WHAT YOU NEED TO DO ->
Transcribe every entry precisely, omitting nothing.

STORED DATA START

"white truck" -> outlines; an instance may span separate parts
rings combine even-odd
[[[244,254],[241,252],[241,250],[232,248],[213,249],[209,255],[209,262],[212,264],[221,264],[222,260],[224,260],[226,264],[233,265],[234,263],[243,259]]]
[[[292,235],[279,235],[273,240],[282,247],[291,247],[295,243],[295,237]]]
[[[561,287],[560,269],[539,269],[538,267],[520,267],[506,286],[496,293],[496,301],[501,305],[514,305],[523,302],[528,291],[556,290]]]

STORED DATA END

ANSWER TO THE EXERCISE ->
"white truck" -> outlines; an instance may span separate parts
rings combine even-odd
[[[244,254],[241,252],[241,250],[232,248],[213,249],[209,255],[209,262],[212,264],[221,264],[222,260],[224,260],[226,264],[233,265],[234,263],[243,259]]]
[[[292,235],[279,235],[273,240],[282,247],[291,247],[295,243],[295,237]]]
[[[561,287],[560,269],[539,269],[538,267],[520,267],[506,286],[496,293],[496,301],[501,305],[514,305],[523,302],[528,291],[556,290]]]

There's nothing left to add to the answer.